## Overview
Bito is an AI coding assistant startup founded by Anas (CTO) and his co-founder Amar, both experienced tech entrepreneurs with backgrounds in large-scale systems. The company pivoted from a developer collaboration tool to an AI-powered coding assistant after recognizing the potential of GPT-3.5's reasoning capabilities. Their product operates as IDE extensions for Visual Studio Code and JetBrains, providing features like code explanation, code generation, test case generation, and AI-powered code understanding.
This case study, shared through a podcast interview with Anas, offers a transparent look at the operational challenges of running LLM-powered applications at scale, particularly around rate limiting, multi-model orchestration, prompt management, and evaluation.
## The Scale Problem: Rate Limits and Multi-Model Architecture
One of the most significant operational challenges Bito faced was hitting TPM (tokens per minute) and RPM (requests per minute) limits across LLM providers. Starting with a single OpenAI account, they quickly encountered rate limiting issues as usage grew. Even after requesting limit increases from OpenAI, they found themselves at maximum allocations that still couldn't handle their traffic.
Their solution was to build a custom multiplexer and load balancer that routes requests across multiple providers and accounts:
- **Multiple OpenAI accounts**: Managing different TPM/RPM limits across accounts
- **Azure OpenAI**: Provides OpenAI models within Azure's infrastructure
- **Anthropic**: Both Claude Instant (faster, cheaper) and Claude 2 (slower, more accurate)
- **GPT-4**: For complex reasoning tasks
The load balancer makes routing decisions based on several factors:
- **Available capacity**: Before sending a request, the system checks if there's sufficient TPM/RPM headroom on a given account
- **Context size**: Requests fitting within 4K tokens can use GPT-3.5; larger contexts require GPT-4 or Claude (which supports much larger context windows)

## [WORK ORDER A]
In the Bito case study, which IDEs does the company's product work with as extensions?
## [WORK ORDER B]
Rewrite the section of the Bito case study starting at "- **GPT-4**: For" and ending at "larger context windows)", swapping "load balancer" for "request router".

## [PROVIDED MATERIAL]
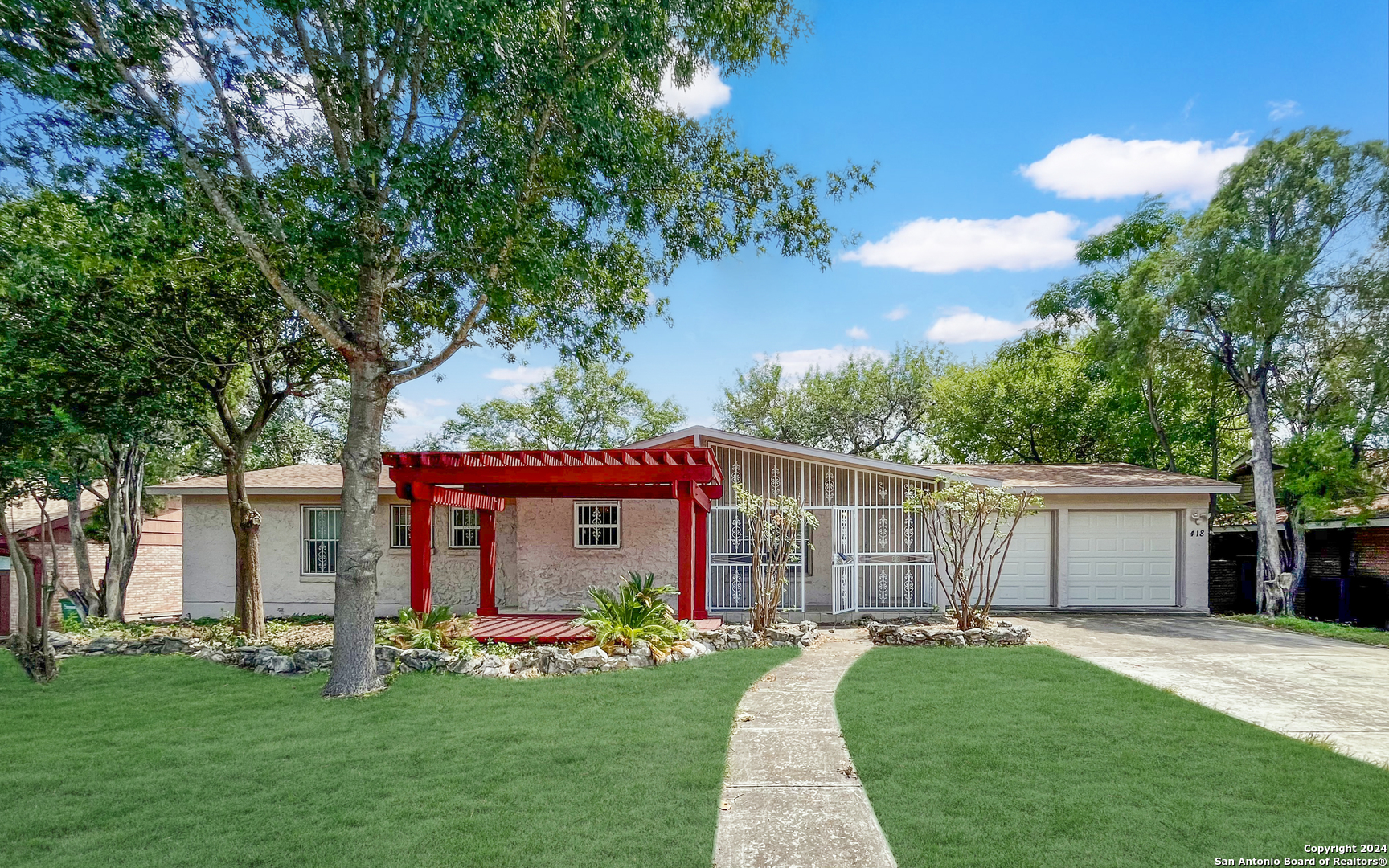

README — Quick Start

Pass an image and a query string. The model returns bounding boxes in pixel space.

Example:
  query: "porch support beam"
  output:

## [ANSWER SECTION A]
Visual Studio Code and JetBrains

## [ANSWER SECTION B]
- **GPT-4**: For complex reasoning tasks
The request router makes routing decisions based on several factors:
- **Available capacity**: Before sending a request, the system checks if there's sufficient TPM/RPM headroom on a given account
- **Context size**: Requests fitting within 4K tokens can use GPT-3.5; larger contexts require GPT-4 or Claude (which supports much larger context windows)